WHAT THE TASK ASKS:
Could you repeat the items from the line with "For every instance of the white stone" up to and including the line with "x=315 y=245", and only those, swapping "innermost" for "most central" and leaving everything else unchanged?

--- --- ---

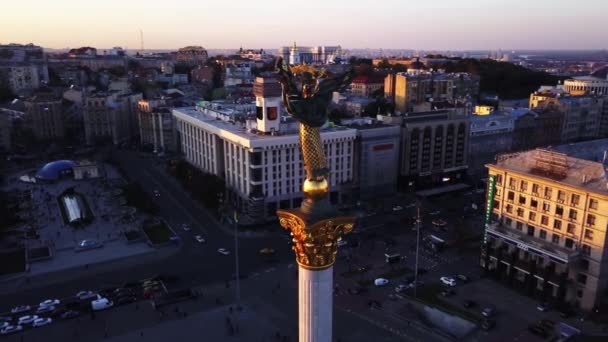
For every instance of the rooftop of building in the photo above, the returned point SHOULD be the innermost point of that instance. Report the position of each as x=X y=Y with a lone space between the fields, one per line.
x=581 y=165
x=233 y=118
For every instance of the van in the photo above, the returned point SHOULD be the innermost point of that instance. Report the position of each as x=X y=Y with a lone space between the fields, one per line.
x=101 y=304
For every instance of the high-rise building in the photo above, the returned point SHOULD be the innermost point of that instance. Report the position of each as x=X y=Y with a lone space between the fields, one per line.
x=581 y=114
x=44 y=116
x=192 y=55
x=157 y=125
x=310 y=55
x=109 y=116
x=546 y=221
x=434 y=148
x=5 y=132
x=260 y=164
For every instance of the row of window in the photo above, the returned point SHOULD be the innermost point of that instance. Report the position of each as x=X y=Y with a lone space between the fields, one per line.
x=536 y=189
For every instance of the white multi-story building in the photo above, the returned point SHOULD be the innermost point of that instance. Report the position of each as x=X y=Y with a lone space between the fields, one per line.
x=258 y=155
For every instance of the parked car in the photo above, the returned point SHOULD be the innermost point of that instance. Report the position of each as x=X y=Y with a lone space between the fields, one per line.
x=70 y=314
x=125 y=300
x=380 y=282
x=267 y=251
x=449 y=281
x=538 y=330
x=101 y=304
x=547 y=323
x=21 y=308
x=45 y=309
x=27 y=319
x=448 y=292
x=469 y=303
x=49 y=302
x=40 y=322
x=88 y=244
x=543 y=307
x=488 y=311
x=85 y=295
x=11 y=329
x=488 y=324
x=462 y=277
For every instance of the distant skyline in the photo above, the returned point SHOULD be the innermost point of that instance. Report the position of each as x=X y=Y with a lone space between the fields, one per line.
x=390 y=24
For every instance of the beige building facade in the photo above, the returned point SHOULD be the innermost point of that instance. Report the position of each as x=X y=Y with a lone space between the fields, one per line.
x=546 y=223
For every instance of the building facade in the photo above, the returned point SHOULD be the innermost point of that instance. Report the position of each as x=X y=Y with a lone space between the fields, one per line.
x=257 y=152
x=376 y=155
x=490 y=134
x=192 y=55
x=365 y=86
x=546 y=223
x=44 y=116
x=310 y=55
x=434 y=148
x=110 y=117
x=156 y=125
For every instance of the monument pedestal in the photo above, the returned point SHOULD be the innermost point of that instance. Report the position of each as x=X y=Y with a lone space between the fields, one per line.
x=315 y=293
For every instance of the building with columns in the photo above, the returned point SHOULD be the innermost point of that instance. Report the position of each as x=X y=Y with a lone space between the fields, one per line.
x=256 y=150
x=156 y=125
x=546 y=222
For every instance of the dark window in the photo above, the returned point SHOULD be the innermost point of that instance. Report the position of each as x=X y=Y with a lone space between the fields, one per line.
x=582 y=279
x=534 y=203
x=272 y=113
x=591 y=220
x=593 y=204
x=575 y=199
x=530 y=231
x=569 y=243
x=557 y=224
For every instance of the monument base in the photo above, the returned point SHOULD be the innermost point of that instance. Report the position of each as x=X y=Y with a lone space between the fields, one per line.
x=315 y=293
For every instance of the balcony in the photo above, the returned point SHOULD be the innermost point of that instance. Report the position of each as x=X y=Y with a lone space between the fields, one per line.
x=534 y=245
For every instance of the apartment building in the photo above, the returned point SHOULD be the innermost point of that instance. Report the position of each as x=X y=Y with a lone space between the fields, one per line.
x=546 y=221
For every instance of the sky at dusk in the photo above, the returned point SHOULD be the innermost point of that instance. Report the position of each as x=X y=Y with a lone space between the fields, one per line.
x=427 y=25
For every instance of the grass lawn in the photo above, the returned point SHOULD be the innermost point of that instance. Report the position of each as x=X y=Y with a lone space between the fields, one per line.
x=13 y=262
x=158 y=233
x=430 y=294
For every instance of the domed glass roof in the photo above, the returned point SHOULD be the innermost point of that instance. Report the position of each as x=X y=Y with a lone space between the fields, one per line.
x=53 y=170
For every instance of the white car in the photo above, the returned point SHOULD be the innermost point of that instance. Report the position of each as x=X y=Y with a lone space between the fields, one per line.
x=380 y=282
x=49 y=302
x=11 y=329
x=40 y=322
x=101 y=304
x=21 y=308
x=84 y=295
x=27 y=319
x=449 y=281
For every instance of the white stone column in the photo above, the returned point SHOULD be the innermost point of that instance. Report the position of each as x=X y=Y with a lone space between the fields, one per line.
x=315 y=292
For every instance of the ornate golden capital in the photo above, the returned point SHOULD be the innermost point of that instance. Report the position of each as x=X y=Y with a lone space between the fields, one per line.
x=315 y=245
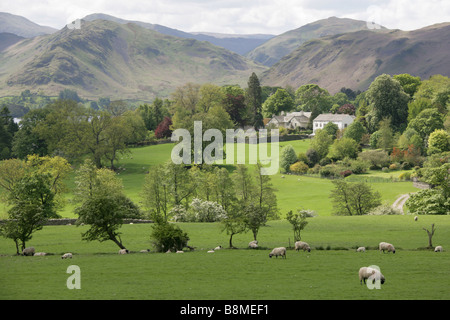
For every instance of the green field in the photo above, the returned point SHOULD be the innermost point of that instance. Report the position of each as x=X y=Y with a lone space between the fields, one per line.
x=329 y=271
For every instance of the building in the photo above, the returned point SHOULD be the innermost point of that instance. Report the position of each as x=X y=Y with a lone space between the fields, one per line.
x=342 y=120
x=290 y=120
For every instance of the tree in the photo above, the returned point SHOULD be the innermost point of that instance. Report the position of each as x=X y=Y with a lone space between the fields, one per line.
x=254 y=101
x=355 y=131
x=288 y=157
x=388 y=100
x=278 y=102
x=439 y=141
x=342 y=148
x=298 y=222
x=321 y=143
x=102 y=204
x=353 y=198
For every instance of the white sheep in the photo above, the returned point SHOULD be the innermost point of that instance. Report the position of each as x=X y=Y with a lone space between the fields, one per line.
x=253 y=244
x=281 y=251
x=28 y=251
x=302 y=245
x=66 y=256
x=371 y=274
x=386 y=246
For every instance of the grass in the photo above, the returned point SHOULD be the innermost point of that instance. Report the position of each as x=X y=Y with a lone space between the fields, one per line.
x=237 y=274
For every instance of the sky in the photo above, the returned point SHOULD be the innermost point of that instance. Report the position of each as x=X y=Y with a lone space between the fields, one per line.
x=236 y=16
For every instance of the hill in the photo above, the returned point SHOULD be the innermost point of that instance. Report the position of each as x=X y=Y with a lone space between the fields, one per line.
x=353 y=60
x=276 y=48
x=240 y=44
x=122 y=61
x=10 y=23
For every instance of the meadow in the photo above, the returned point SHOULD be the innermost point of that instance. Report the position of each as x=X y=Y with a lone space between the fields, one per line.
x=329 y=271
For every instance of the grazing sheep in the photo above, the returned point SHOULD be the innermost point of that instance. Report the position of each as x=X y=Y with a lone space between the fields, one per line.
x=253 y=244
x=281 y=251
x=302 y=245
x=66 y=256
x=28 y=251
x=386 y=246
x=371 y=274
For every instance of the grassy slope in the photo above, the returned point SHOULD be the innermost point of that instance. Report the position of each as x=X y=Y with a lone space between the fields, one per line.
x=237 y=274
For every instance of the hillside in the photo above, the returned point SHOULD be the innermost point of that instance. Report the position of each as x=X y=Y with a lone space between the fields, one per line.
x=126 y=61
x=240 y=44
x=276 y=48
x=10 y=23
x=353 y=60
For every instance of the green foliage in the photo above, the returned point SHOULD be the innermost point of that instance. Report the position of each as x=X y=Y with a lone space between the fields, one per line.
x=438 y=142
x=287 y=157
x=167 y=236
x=353 y=198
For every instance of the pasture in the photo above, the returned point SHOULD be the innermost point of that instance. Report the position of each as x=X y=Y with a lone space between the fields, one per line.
x=329 y=271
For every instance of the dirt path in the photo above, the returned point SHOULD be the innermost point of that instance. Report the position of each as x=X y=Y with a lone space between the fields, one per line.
x=398 y=204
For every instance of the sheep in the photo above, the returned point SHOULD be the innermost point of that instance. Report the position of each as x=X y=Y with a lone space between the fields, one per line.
x=281 y=251
x=371 y=274
x=66 y=256
x=253 y=244
x=302 y=245
x=28 y=251
x=386 y=246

--- --- ---

RESULT OF THIS TASK:
For every instance of the white stone column in the photo above, the returned point SHOULD be the most central point of that instance. Report the position of each as x=X y=Y with a lone space between the fields, one per line.
x=315 y=292
For every instance of the ornate golden capital in the photo above, the returned point SHOULD be the most central point of that instance. Report the position of each as x=X y=Y with a lone space between the fields, one per line.
x=315 y=245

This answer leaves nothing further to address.